## Problem statement
From the records below, transcribe only the lines running from the one with "# test: identify the decorative" through the one with "# test: identify the stone pilaster". Keep both of those end lines.

## Task data
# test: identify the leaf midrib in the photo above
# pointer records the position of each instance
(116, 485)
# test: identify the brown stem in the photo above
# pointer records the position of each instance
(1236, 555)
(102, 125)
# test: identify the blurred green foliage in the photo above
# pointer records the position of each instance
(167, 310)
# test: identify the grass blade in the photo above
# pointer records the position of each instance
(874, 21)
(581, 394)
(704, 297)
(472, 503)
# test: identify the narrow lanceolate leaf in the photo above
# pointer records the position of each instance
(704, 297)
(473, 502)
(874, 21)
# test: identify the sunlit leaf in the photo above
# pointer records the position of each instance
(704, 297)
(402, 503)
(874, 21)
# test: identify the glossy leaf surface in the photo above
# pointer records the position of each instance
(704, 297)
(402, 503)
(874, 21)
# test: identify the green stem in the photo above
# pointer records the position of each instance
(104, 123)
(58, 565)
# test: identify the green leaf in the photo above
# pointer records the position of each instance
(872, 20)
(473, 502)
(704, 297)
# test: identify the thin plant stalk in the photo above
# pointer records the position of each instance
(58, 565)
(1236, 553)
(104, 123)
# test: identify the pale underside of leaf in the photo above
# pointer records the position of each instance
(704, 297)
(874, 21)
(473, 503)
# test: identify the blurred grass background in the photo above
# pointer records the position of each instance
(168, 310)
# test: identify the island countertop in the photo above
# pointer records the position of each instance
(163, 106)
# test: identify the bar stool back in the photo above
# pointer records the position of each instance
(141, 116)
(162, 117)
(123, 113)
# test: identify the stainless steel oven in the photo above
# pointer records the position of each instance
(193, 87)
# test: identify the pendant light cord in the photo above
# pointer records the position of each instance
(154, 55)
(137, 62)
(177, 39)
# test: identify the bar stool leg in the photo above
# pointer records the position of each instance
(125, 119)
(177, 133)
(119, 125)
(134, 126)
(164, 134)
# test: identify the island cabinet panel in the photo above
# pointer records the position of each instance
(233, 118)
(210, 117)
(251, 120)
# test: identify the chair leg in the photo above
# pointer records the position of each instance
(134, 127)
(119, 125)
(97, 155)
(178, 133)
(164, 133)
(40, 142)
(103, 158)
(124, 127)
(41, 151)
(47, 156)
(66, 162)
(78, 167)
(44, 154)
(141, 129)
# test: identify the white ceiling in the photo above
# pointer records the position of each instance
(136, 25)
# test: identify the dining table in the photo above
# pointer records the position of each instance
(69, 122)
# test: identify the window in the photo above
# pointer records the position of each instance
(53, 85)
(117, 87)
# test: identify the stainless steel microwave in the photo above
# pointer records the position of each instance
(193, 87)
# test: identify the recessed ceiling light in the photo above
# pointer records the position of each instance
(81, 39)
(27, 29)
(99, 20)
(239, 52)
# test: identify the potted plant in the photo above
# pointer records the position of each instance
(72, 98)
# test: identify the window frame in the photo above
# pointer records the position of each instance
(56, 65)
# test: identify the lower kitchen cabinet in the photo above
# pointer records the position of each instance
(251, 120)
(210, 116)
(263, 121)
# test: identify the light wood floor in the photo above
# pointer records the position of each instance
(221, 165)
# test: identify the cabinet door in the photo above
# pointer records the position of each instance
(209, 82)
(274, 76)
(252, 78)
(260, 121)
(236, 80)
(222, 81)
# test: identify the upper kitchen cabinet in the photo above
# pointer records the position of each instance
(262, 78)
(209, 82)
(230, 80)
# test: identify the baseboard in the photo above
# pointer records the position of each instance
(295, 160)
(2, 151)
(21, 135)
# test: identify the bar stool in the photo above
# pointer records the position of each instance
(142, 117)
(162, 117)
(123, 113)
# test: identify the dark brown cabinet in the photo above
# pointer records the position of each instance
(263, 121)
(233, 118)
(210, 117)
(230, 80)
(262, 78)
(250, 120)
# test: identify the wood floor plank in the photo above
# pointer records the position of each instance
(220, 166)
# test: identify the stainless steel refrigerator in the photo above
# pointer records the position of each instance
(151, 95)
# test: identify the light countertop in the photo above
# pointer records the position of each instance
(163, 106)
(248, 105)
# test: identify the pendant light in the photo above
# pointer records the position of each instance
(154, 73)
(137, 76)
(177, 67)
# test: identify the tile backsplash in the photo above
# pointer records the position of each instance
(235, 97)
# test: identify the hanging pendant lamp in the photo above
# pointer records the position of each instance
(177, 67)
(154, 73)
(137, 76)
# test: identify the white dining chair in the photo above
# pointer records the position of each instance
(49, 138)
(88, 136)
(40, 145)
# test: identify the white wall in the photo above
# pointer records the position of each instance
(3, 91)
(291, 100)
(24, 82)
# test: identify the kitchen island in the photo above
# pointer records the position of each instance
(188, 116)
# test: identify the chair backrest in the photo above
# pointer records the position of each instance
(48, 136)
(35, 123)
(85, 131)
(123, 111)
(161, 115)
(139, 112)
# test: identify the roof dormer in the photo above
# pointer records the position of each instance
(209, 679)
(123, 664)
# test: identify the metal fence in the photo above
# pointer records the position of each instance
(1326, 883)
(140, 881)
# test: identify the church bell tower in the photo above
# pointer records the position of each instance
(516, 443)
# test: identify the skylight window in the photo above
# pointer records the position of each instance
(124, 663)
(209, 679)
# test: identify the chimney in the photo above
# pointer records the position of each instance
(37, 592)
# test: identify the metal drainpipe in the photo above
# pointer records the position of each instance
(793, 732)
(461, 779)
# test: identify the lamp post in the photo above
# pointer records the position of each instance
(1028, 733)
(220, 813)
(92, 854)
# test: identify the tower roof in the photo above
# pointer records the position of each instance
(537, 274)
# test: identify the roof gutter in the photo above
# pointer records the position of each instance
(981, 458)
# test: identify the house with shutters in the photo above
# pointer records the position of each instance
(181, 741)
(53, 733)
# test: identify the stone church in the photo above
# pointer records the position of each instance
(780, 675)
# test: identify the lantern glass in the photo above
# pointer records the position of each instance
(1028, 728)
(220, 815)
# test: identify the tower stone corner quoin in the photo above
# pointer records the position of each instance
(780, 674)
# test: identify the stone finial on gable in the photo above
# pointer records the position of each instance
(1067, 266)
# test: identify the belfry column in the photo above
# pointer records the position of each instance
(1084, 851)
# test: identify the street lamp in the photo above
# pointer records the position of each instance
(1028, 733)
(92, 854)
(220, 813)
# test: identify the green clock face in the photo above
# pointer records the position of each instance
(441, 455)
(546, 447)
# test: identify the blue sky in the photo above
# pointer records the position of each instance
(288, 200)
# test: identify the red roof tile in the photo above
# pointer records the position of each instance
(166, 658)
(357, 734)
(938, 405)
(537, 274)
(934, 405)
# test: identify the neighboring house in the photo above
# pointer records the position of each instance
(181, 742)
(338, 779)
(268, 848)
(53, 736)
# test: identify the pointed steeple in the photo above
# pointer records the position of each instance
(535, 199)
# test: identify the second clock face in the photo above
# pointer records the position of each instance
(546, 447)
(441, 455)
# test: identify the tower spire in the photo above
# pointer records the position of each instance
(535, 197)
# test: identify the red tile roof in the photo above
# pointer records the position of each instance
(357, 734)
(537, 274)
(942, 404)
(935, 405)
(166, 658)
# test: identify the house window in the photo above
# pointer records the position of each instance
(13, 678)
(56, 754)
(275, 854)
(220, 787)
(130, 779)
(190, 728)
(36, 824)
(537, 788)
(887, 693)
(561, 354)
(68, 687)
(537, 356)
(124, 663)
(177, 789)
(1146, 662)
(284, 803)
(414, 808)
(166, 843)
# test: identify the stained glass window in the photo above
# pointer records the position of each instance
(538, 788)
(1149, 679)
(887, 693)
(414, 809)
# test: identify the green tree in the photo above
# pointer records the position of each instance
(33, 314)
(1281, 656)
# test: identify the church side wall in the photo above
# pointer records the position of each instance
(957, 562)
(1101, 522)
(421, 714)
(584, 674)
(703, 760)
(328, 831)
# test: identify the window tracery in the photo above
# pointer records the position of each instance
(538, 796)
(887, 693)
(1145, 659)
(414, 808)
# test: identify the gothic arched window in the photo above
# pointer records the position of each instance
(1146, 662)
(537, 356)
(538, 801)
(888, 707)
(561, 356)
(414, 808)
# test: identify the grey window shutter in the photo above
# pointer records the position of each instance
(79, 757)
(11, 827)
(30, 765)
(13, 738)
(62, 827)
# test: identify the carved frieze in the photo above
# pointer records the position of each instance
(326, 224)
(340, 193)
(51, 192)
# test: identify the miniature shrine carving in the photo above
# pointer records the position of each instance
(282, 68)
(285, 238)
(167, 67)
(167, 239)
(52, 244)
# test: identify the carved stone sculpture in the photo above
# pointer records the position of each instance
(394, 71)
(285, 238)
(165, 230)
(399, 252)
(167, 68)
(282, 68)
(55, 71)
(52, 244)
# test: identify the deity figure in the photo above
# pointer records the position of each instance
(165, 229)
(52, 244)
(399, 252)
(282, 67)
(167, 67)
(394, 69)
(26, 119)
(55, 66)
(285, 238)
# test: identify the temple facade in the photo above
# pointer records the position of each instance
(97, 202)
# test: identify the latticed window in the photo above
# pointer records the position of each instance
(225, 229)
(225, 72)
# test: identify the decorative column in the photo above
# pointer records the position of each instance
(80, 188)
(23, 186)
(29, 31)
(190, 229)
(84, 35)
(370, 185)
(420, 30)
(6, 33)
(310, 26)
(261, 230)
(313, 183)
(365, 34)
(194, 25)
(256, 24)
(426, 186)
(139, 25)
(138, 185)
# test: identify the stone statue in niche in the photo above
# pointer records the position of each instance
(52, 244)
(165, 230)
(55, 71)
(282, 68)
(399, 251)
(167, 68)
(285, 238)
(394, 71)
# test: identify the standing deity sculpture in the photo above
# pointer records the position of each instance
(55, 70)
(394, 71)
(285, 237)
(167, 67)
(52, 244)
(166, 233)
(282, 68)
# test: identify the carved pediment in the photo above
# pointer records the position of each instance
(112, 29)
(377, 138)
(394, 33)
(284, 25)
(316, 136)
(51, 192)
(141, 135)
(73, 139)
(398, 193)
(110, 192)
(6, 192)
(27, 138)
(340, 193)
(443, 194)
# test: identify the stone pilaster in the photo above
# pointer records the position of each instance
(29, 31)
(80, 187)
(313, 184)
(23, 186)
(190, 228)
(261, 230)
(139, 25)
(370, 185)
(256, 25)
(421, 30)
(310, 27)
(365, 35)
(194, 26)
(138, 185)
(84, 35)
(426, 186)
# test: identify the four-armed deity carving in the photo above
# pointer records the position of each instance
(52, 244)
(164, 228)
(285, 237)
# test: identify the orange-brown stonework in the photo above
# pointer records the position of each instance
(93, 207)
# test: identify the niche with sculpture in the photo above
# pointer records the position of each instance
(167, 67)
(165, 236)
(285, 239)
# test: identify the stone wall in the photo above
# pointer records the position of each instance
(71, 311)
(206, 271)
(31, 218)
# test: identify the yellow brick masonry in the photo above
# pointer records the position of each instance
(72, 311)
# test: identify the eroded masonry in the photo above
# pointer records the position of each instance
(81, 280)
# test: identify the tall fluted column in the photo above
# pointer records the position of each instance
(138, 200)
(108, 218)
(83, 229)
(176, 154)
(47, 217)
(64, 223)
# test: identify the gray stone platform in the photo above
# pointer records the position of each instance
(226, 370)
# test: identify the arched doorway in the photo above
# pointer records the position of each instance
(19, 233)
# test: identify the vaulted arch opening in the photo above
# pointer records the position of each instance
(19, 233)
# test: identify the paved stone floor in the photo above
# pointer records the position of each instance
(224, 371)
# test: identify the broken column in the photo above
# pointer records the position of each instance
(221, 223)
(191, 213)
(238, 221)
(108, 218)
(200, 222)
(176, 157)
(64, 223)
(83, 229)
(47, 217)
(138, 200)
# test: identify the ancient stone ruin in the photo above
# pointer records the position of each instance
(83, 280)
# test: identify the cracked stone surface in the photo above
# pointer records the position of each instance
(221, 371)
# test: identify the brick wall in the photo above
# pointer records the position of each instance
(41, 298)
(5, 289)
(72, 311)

## Task answer
# test: identify the decorative column in the photo above
# pointer records the position of each instance
(80, 188)
(23, 186)
(29, 31)
(190, 229)
(84, 35)
(370, 185)
(420, 30)
(6, 33)
(310, 26)
(261, 230)
(313, 183)
(365, 34)
(194, 25)
(256, 24)
(426, 186)
(139, 25)
(138, 185)
# test: identify the stone statue in niche in the photo above
# pointer records the position of each instance
(52, 244)
(165, 230)
(55, 71)
(282, 68)
(399, 251)
(167, 68)
(285, 238)
(394, 71)
# test: identify the standing deity sculpture in the photo above
# pointer records the position of each instance
(55, 70)
(394, 71)
(285, 237)
(167, 67)
(52, 244)
(166, 233)
(282, 68)
# test: identify the carved pediment in the photo above
# pointer records the position of each instance
(112, 29)
(377, 138)
(394, 33)
(284, 25)
(316, 136)
(51, 192)
(141, 135)
(73, 139)
(398, 193)
(110, 192)
(6, 192)
(27, 138)
(340, 193)
(443, 194)
# test: identify the stone pilaster in the photo above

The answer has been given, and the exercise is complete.